(WORK ORDER) Pull out every line below that contains the word "surface".

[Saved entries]
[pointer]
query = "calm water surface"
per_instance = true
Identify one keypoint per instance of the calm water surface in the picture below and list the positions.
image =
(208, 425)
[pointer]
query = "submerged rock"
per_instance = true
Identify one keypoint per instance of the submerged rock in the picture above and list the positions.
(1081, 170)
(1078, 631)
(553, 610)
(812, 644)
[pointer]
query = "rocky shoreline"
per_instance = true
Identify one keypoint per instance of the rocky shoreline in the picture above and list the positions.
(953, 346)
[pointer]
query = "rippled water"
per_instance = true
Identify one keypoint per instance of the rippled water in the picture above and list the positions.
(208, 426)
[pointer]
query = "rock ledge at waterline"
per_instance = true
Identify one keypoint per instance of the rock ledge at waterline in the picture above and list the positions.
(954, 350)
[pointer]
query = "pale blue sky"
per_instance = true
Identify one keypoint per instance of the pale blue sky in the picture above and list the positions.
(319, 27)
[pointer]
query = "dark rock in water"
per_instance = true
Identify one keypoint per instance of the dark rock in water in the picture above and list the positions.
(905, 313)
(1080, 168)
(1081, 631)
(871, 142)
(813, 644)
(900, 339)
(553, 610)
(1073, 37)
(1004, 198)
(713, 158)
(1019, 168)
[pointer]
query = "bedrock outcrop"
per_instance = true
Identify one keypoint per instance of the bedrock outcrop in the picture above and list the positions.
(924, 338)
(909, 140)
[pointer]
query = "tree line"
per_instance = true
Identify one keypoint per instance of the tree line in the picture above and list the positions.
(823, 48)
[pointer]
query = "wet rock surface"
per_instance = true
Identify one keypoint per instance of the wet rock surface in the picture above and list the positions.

(EXERCISE ANSWER)
query = "calm water surface"
Identify one keypoint per instance of the calm water surface in the picture below and list the positions.
query = "wet rock surface"
Identify one keypoint per instance of the wet rock surface in the picture above and list the positions.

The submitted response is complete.